== Task prompt ==
Pictures stay out; please output the remaining data exactly.

== Data for this exercise ==
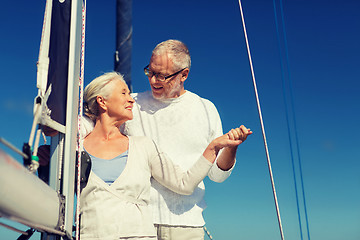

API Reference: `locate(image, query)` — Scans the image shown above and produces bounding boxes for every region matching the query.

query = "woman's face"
[104,80,134,122]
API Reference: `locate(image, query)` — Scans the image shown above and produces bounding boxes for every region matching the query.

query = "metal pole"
[0,149,60,232]
[114,0,132,91]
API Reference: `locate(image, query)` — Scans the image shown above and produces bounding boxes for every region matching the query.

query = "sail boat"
[1,1,360,239]
[0,0,284,237]
[0,0,83,239]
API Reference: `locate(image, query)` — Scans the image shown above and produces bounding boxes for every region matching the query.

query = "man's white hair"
[152,39,191,71]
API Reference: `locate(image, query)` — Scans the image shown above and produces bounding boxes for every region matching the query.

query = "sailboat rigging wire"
[203,226,214,240]
[272,0,311,239]
[272,2,302,239]
[0,221,28,235]
[75,1,86,240]
[237,1,285,239]
[273,5,303,240]
[0,137,28,159]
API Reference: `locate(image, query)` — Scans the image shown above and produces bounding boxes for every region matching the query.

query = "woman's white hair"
[152,39,191,71]
[84,72,126,121]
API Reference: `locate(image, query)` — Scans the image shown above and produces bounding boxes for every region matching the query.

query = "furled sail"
[114,0,132,91]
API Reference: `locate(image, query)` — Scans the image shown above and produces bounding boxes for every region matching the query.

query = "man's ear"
[180,68,189,83]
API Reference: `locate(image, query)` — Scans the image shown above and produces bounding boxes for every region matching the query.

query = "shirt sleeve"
[208,149,236,183]
[149,143,213,195]
[206,101,236,183]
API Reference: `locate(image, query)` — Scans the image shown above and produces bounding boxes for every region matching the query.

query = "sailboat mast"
[61,0,83,237]
[114,0,132,91]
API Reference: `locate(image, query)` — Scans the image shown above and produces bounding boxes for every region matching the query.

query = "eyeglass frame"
[144,64,187,82]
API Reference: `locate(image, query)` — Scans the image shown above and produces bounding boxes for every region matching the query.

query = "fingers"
[227,129,236,140]
[240,125,252,135]
[227,127,243,140]
[227,125,253,142]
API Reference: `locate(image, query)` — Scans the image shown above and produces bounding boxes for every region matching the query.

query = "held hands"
[203,125,252,164]
[215,125,252,150]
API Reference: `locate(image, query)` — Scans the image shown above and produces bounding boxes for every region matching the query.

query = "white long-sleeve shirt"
[122,90,234,227]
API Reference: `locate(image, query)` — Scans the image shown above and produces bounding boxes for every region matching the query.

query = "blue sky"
[1,0,360,239]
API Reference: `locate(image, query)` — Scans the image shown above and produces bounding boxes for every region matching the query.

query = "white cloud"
[3,99,33,116]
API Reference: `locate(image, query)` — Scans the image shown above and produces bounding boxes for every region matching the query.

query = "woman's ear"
[96,96,107,111]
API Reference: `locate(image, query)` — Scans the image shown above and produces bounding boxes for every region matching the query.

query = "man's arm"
[215,147,237,171]
[208,125,252,182]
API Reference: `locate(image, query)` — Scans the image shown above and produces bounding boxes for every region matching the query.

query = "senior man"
[120,39,251,240]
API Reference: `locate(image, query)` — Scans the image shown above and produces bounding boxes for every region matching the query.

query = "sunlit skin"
[148,53,189,99]
[83,80,135,160]
[99,80,135,125]
[203,126,252,163]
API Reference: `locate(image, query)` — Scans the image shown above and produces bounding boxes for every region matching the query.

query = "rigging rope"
[0,137,28,159]
[203,226,214,240]
[272,1,311,239]
[75,1,86,240]
[237,1,285,239]
[0,222,28,235]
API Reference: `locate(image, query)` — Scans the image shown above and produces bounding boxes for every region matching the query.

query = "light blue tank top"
[86,150,128,185]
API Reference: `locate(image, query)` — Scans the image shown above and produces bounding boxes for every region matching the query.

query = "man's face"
[147,54,187,99]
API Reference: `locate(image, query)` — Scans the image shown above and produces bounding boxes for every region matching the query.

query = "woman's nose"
[128,95,135,103]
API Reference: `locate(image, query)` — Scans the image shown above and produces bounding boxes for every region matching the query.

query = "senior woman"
[79,72,252,239]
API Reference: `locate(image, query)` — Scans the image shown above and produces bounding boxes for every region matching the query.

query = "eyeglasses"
[144,64,187,82]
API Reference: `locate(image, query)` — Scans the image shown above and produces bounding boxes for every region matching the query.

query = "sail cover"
[46,0,71,125]
[115,0,132,90]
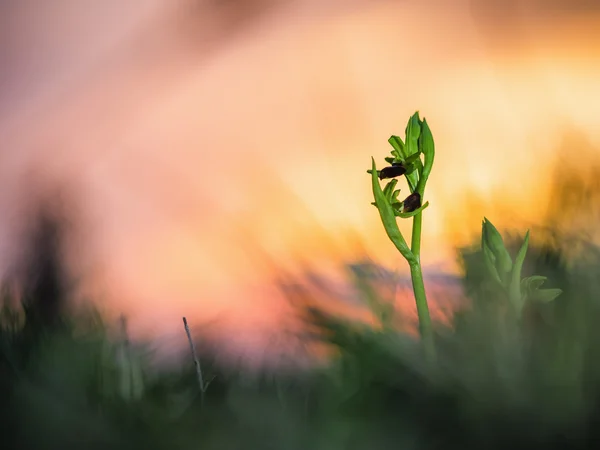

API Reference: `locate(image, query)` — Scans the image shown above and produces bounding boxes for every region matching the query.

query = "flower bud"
[378,162,407,180]
[402,192,421,213]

== Exercise output ==
API Reference: `locate(image, query)` — Scans the image shown above and produces bounding boxes for every region matching the query.

query = "woman's face"
[104,80,134,122]
API Reference: `locate(image, query)` — Scans the image shown above and produces bounding boxes for every region matching the query.

query = "metal pole"
[0,149,60,232]
[114,0,132,91]
API Reference: `locate(image, query)` — Scans the image shown above and produces bounding boxes for every region matching the query.

query = "sail boat"
[1,1,360,239]
[0,0,284,237]
[0,0,83,239]
API Reference: `locate(image, query)` — Scans the image shown above and produces bounding boxes for every region matching the query.

query = "man's white hair"
[152,39,191,71]
API Reference: `locate(image, query)` — Scans the image shown above and produces bounding boxes for every region matching the query.

query = "sailboat rigging wire"
[203,226,214,240]
[272,0,311,239]
[272,2,302,239]
[0,221,28,235]
[75,1,86,240]
[237,1,285,239]
[273,5,303,240]
[0,137,28,159]
API Reference: `locate(image, query)` — Scans the image shown above and produces bounding boxes for every region matching the query.

query = "woman's white hair"
[152,39,191,71]
[84,72,126,121]
API Reference: `locate(image, query)` — Scans the image shown above and produces bounding boxes for every region matching the query.

query = "furled sail"
[114,0,132,91]
API Reference: `locate(image, query)` — Scans the image shown above and produces bounding boxes for every region matching the query.

query = "man's ear"
[180,68,189,83]
API Reference: `locate(image, query)` — Scans the image shown above and produces bounding boxes for every region matching the query.

query = "shirt sleeve"
[208,149,236,183]
[149,143,213,195]
[206,101,236,183]
API Reference: `locate(image, query)` — Scans the image shown above and produces bounding boxes for every region matching the query.

query = "sailboat mast"
[61,0,83,237]
[114,0,132,91]
API Reference: `locate(image, query)` — Scans the image shown above and produces bounding boxes for every region matching the query.

query = "eyeglass frame"
[144,64,187,82]
API Reference: `locate(image, query)` — Scans the image shown above and produces bounding boxes for every region matching the query.

query = "fingers"
[227,129,236,140]
[240,125,252,135]
[227,127,243,140]
[227,125,253,142]
API Reference: `locate(image, query)` — Scans the image shown above and produces bounding boxes for every region matching the query.

query = "held hands"
[203,125,252,164]
[215,125,252,150]
API Reference: `locate(image, query)` — Scans the image shown above and produces bounding boxes for every region matching the query.

query = "white long-sleeve shirt"
[122,90,234,227]
API Reference: `locate(image, query)` — Scans the image shown above and produces bounding boxes for every region matching the query.

query = "blue sky"
[1,0,360,239]
API Reference: `locate(image, query)` — Scans the image shown above and produces bounding boxes for every region matching the query.

query = "white cloud"
[3,99,33,116]
API Reference: `locate(image, query)` — Scans the image shown above and produces bounding boxes for every region matching the query.

query = "woman's ear"
[96,96,107,111]
API Reference: `locate(image, query)` — Scans the image shown above and produces bounding boxes for every region matching the query.

query = "man's arm"
[215,147,237,171]
[208,125,252,182]
API Reference: `locate(image, query)` — Scans the image shown above and produces bounding boxes for every region matching the query.

query = "senior man"
[120,39,251,240]
API Reference: `locate(image, query)` — Scans the image shown above and produces bounding boxes for every region matching the query.

query = "sunlit skin"
[148,53,189,99]
[83,80,135,160]
[99,80,135,125]
[203,126,252,163]
API Reference: `locate(image, query)` — Scans the image shown above and produces bounding boxes for every region matching the query.

query = "rigging rope"
[0,137,28,159]
[203,226,214,240]
[272,1,311,239]
[75,1,86,240]
[237,1,285,239]
[0,222,28,235]
API Reference: `locate(image, query)` — Scans the image shown above and produces bounding boxes for every region matching the query.

query = "light blue tank top"
[86,150,128,185]
API Reference: `locate(image, query)` — Scans the image shown above and produces bounding boxes for every region matching the query.

query = "man's face"
[147,54,187,99]
API Reference: `locate(image, query)` — Scans the image shown above and produces bounding boxes for every region matching the query.

query = "woman's nose"
[128,95,135,103]
API Reference: `locate(image, query)` — Scans the image shown above and produces bounding boxes for every region matching the query.

query = "senior woman"
[79,72,252,239]
API Reference: `locate(image, query)` — Scans the image shown above and produces bounding boxes for every region matching the query.

query = "eyeglasses"
[144,64,187,82]
API Reference: `locate(image, query)` — Scans the image shown above and produces bounding boxes for every region matching the query.

query = "sail cover"
[46,0,71,125]
[115,0,132,90]

API Reference: `locate(image, query)` — Scans the image shown above and produces bounding boxes for every region matching the query.

query = "flower bud"
[378,162,407,180]
[402,192,421,213]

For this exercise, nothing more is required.